(Records excerpted from a collection)
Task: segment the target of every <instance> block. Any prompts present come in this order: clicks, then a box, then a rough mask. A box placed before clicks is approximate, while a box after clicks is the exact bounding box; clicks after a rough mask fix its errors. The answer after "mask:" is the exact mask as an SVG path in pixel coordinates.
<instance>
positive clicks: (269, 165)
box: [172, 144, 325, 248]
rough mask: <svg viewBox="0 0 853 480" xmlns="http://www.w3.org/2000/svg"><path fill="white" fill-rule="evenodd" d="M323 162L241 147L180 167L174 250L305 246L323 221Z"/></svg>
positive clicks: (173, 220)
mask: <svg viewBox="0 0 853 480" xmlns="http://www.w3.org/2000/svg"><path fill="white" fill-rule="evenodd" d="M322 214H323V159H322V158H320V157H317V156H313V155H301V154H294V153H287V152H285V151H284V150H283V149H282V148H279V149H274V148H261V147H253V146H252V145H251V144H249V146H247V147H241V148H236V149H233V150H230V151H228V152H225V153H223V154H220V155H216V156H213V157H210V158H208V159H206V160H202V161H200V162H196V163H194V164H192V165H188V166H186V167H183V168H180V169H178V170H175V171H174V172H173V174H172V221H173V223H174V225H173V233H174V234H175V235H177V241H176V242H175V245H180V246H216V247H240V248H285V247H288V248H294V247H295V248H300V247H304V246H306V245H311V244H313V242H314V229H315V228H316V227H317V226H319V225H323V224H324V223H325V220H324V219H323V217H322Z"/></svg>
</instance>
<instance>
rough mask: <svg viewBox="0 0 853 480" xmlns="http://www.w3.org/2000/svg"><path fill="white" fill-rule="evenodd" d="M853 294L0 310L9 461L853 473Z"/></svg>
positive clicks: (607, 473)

Task prompt: Give back the records above, character for character.

Reply to the task:
Task: segment the target of every <instance> block. Any prompts present come in this order: clicks, then a box, then a rough mask. A box placed before clicks is approximate, while a box after clicks is the exact bounding box; clicks after a rough mask fix its errors. The answer after "mask:" is the exact mask as an SVG path in pixel coordinates.
<instance>
positive clicks: (269, 165)
box: [172, 144, 325, 248]
rough mask: <svg viewBox="0 0 853 480" xmlns="http://www.w3.org/2000/svg"><path fill="white" fill-rule="evenodd" d="M323 162L241 147L180 167L174 250L305 246L323 221Z"/></svg>
positive clicks: (173, 220)
mask: <svg viewBox="0 0 853 480" xmlns="http://www.w3.org/2000/svg"><path fill="white" fill-rule="evenodd" d="M322 214H323V159H322V158H320V157H317V156H313V155H301V154H294V153H287V152H285V151H284V150H283V149H282V148H279V149H274V148H261V147H253V146H252V145H251V144H249V146H247V147H241V148H236V149H233V150H230V151H228V152H225V153H223V154H220V155H216V156H213V157H210V158H208V159H206V160H202V161H200V162H196V163H194V164H192V165H188V166H186V167H183V168H180V169H178V170H175V171H174V172H173V174H172V221H173V223H174V225H173V233H174V234H175V235H177V241H176V242H175V245H180V246H216V247H240V248H285V247H288V248H294V247H295V248H300V247H304V246H306V245H311V244H313V242H314V229H315V228H316V227H317V226H319V225H323V224H324V223H325V220H324V219H323V217H322Z"/></svg>
</instance>
<instance>
rough mask: <svg viewBox="0 0 853 480" xmlns="http://www.w3.org/2000/svg"><path fill="white" fill-rule="evenodd" d="M853 294L0 310L9 461L853 473Z"/></svg>
positive clicks: (607, 473)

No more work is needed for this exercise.